[Exercise] Keep only the lines of the listing below that contain the string "with". Letter case counts.

▼

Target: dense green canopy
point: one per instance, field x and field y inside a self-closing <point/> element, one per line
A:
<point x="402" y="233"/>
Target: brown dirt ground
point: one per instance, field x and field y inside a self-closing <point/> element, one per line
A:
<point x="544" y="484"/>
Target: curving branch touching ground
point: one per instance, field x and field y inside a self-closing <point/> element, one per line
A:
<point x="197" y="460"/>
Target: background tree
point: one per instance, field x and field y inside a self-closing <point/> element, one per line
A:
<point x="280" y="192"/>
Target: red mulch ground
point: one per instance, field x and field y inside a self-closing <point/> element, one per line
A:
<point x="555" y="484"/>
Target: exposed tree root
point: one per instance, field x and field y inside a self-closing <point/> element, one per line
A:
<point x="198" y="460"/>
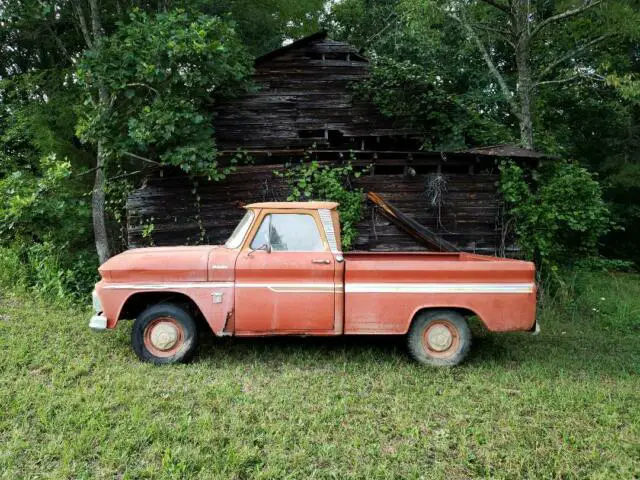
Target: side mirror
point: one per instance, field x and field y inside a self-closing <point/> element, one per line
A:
<point x="265" y="246"/>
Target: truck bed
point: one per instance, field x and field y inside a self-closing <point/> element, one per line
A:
<point x="383" y="290"/>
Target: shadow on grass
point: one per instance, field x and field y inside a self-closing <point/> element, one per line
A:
<point x="581" y="353"/>
<point x="555" y="354"/>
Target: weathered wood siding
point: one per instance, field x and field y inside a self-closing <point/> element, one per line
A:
<point x="469" y="216"/>
<point x="304" y="96"/>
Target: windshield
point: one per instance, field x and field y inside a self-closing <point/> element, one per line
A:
<point x="235" y="240"/>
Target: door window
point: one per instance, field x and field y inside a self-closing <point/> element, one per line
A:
<point x="289" y="232"/>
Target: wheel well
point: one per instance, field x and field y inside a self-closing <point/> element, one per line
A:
<point x="465" y="312"/>
<point x="139" y="302"/>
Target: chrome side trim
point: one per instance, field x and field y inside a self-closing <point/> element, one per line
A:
<point x="292" y="287"/>
<point x="327" y="224"/>
<point x="439" y="288"/>
<point x="165" y="286"/>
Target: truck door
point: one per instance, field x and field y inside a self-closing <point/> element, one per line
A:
<point x="285" y="277"/>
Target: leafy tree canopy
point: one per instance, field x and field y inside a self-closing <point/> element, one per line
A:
<point x="163" y="73"/>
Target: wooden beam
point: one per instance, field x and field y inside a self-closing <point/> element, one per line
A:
<point x="410" y="226"/>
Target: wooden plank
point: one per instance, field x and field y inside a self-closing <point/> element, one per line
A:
<point x="413" y="228"/>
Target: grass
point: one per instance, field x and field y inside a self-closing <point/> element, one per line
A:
<point x="564" y="404"/>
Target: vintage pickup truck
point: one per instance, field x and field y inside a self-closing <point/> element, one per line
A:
<point x="282" y="272"/>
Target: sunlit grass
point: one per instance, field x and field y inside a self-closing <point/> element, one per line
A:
<point x="564" y="404"/>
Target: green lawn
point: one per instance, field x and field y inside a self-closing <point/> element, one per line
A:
<point x="564" y="404"/>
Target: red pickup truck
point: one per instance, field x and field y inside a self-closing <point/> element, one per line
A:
<point x="282" y="272"/>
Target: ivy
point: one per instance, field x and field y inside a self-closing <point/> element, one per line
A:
<point x="314" y="181"/>
<point x="558" y="216"/>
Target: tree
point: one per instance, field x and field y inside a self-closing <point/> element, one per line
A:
<point x="514" y="41"/>
<point x="152" y="84"/>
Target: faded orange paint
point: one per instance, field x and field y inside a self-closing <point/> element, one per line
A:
<point x="250" y="293"/>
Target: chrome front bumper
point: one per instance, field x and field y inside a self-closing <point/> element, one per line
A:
<point x="536" y="329"/>
<point x="98" y="323"/>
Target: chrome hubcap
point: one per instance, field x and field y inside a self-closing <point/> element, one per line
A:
<point x="164" y="335"/>
<point x="439" y="338"/>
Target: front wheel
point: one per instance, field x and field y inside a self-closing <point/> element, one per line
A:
<point x="439" y="337"/>
<point x="164" y="333"/>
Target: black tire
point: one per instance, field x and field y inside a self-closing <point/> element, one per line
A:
<point x="440" y="352"/>
<point x="173" y="318"/>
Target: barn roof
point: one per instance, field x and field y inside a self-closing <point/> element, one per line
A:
<point x="321" y="35"/>
<point x="505" y="150"/>
<point x="303" y="42"/>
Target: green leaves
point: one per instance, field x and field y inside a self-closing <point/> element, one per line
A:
<point x="309" y="180"/>
<point x="163" y="73"/>
<point x="559" y="216"/>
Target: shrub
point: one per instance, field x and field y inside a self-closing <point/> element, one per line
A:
<point x="45" y="239"/>
<point x="558" y="216"/>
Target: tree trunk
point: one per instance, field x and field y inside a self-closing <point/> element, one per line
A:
<point x="97" y="209"/>
<point x="98" y="194"/>
<point x="525" y="91"/>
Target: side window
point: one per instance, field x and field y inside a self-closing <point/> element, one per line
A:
<point x="289" y="232"/>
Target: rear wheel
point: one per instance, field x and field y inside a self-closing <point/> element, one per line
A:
<point x="439" y="337"/>
<point x="164" y="333"/>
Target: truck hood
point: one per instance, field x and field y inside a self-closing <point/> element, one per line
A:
<point x="158" y="264"/>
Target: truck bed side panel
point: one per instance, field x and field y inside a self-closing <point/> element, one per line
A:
<point x="383" y="292"/>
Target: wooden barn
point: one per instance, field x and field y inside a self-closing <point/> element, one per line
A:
<point x="304" y="106"/>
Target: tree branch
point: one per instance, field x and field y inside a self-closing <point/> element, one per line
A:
<point x="487" y="58"/>
<point x="83" y="23"/>
<point x="143" y="85"/>
<point x="563" y="80"/>
<point x="572" y="53"/>
<point x="497" y="5"/>
<point x="566" y="14"/>
<point x="133" y="155"/>
<point x="505" y="34"/>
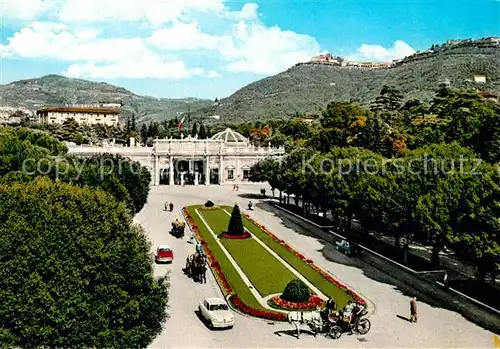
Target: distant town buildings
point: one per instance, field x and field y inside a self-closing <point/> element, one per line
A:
<point x="89" y="116"/>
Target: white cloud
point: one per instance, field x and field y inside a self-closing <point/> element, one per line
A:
<point x="377" y="53"/>
<point x="56" y="41"/>
<point x="213" y="74"/>
<point x="155" y="12"/>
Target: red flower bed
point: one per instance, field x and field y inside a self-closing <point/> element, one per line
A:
<point x="245" y="235"/>
<point x="310" y="261"/>
<point x="313" y="302"/>
<point x="224" y="284"/>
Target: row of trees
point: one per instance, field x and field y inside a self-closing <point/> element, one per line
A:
<point x="74" y="270"/>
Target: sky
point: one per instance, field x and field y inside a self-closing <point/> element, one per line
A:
<point x="211" y="48"/>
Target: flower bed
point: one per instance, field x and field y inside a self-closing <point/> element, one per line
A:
<point x="313" y="303"/>
<point x="323" y="273"/>
<point x="222" y="281"/>
<point x="245" y="235"/>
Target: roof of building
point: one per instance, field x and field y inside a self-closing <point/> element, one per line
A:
<point x="81" y="110"/>
<point x="230" y="136"/>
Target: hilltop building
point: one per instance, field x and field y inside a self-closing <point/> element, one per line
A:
<point x="89" y="116"/>
<point x="481" y="79"/>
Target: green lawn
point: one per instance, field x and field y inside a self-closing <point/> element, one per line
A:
<point x="267" y="274"/>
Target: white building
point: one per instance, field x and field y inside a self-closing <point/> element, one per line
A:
<point x="481" y="79"/>
<point x="89" y="116"/>
<point x="225" y="158"/>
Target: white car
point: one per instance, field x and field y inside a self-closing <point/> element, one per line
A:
<point x="216" y="312"/>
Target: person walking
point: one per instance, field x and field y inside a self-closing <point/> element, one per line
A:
<point x="413" y="309"/>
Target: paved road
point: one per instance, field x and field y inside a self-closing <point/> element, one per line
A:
<point x="436" y="328"/>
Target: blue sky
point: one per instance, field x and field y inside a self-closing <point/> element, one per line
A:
<point x="211" y="48"/>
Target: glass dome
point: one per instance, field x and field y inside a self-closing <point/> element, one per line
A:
<point x="230" y="136"/>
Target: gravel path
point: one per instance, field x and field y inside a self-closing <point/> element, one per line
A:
<point x="437" y="328"/>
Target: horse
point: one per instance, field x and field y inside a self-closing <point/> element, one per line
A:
<point x="312" y="319"/>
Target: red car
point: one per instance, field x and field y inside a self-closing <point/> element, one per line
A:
<point x="164" y="254"/>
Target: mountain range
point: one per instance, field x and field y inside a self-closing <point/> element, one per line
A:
<point x="303" y="89"/>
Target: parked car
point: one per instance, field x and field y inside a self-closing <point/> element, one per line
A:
<point x="216" y="313"/>
<point x="349" y="248"/>
<point x="164" y="254"/>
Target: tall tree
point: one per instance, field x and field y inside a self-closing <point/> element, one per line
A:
<point x="133" y="126"/>
<point x="67" y="279"/>
<point x="339" y="120"/>
<point x="202" y="132"/>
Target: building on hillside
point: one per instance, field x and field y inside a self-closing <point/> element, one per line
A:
<point x="14" y="115"/>
<point x="90" y="116"/>
<point x="494" y="40"/>
<point x="328" y="58"/>
<point x="480" y="79"/>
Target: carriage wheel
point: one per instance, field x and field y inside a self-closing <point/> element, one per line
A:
<point x="363" y="326"/>
<point x="335" y="332"/>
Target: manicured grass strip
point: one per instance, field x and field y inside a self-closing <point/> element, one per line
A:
<point x="301" y="266"/>
<point x="267" y="274"/>
<point x="227" y="268"/>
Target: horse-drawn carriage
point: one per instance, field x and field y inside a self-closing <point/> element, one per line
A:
<point x="196" y="267"/>
<point x="332" y="323"/>
<point x="177" y="228"/>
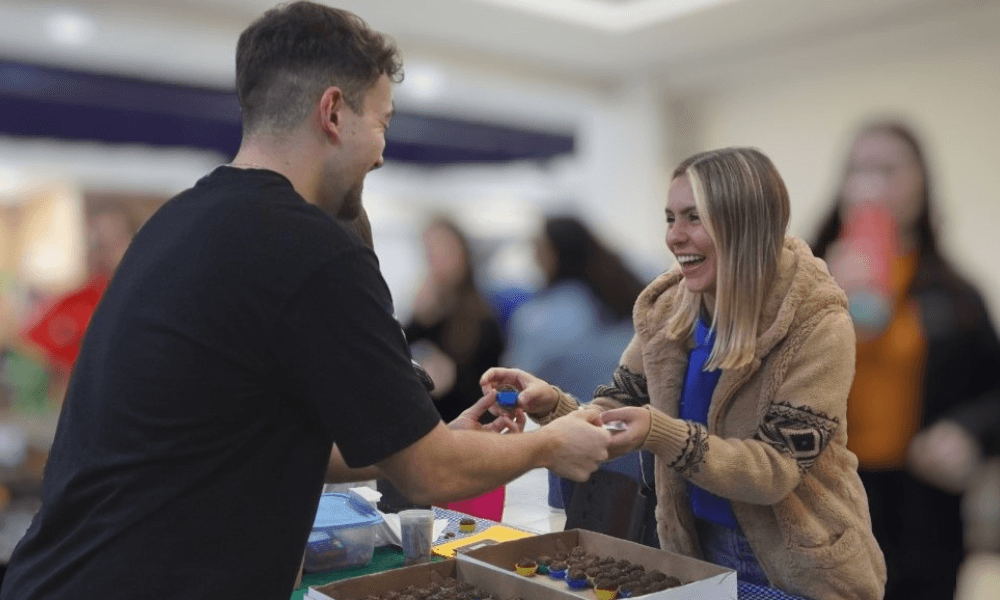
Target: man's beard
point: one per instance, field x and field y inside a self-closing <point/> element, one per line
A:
<point x="350" y="208"/>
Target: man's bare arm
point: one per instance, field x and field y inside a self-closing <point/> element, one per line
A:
<point x="447" y="465"/>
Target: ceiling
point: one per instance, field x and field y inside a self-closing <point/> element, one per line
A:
<point x="685" y="44"/>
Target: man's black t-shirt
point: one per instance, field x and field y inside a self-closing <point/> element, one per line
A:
<point x="244" y="333"/>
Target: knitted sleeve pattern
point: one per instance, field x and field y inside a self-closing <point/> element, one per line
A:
<point x="627" y="387"/>
<point x="799" y="431"/>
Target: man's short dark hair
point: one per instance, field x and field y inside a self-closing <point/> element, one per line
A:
<point x="288" y="56"/>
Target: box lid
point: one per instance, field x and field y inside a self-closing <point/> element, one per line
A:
<point x="340" y="511"/>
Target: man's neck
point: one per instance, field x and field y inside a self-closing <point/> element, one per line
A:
<point x="278" y="157"/>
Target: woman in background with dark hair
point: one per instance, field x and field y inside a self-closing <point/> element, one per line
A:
<point x="573" y="331"/>
<point x="925" y="344"/>
<point x="452" y="333"/>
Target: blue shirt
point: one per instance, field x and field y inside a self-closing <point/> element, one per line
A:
<point x="695" y="400"/>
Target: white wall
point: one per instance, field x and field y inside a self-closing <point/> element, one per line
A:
<point x="804" y="124"/>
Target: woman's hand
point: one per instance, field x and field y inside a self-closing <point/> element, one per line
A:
<point x="535" y="395"/>
<point x="469" y="419"/>
<point x="637" y="423"/>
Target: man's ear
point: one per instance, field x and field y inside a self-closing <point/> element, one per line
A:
<point x="331" y="107"/>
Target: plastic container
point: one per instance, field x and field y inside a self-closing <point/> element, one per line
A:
<point x="343" y="534"/>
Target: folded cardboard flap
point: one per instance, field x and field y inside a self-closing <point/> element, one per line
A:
<point x="490" y="568"/>
<point x="501" y="585"/>
<point x="699" y="579"/>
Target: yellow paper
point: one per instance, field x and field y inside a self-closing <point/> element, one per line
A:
<point x="488" y="537"/>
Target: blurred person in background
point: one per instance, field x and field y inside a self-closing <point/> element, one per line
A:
<point x="245" y="348"/>
<point x="737" y="379"/>
<point x="572" y="332"/>
<point x="452" y="331"/>
<point x="925" y="346"/>
<point x="960" y="454"/>
<point x="57" y="334"/>
<point x="455" y="337"/>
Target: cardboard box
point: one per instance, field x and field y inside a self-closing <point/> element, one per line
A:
<point x="501" y="585"/>
<point x="490" y="568"/>
<point x="700" y="580"/>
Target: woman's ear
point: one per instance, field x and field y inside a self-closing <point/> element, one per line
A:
<point x="331" y="106"/>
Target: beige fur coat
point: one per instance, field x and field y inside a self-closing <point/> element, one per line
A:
<point x="776" y="440"/>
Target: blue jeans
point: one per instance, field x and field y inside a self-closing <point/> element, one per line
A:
<point x="729" y="548"/>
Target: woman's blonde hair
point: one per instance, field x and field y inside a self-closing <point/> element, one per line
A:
<point x="743" y="204"/>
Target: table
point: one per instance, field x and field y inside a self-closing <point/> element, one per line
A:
<point x="391" y="557"/>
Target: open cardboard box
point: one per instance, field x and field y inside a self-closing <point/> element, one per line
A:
<point x="490" y="568"/>
<point x="700" y="580"/>
<point x="501" y="585"/>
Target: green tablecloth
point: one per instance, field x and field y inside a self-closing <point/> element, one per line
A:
<point x="384" y="558"/>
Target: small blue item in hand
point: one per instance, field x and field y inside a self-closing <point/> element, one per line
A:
<point x="507" y="399"/>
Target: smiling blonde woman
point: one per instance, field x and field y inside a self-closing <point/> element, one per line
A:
<point x="737" y="379"/>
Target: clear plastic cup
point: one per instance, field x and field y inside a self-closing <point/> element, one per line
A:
<point x="416" y="532"/>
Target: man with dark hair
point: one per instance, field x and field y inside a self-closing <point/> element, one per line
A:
<point x="245" y="349"/>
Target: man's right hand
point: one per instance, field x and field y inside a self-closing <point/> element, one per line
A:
<point x="580" y="444"/>
<point x="535" y="395"/>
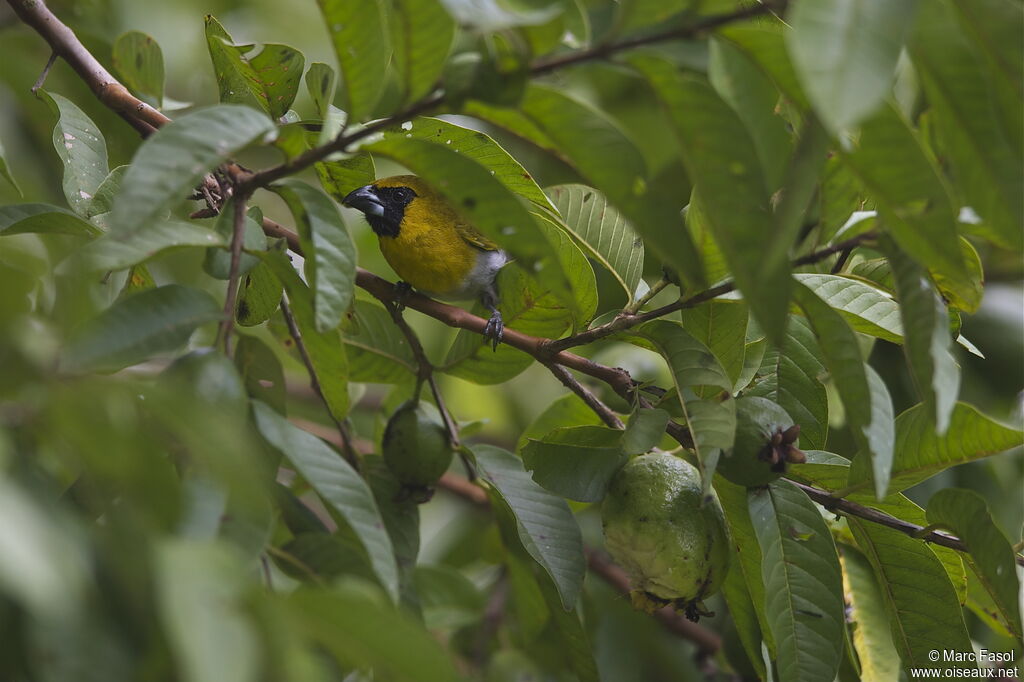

▲

[The response]
Target: woman in background with dark hair
Target: man with dark hair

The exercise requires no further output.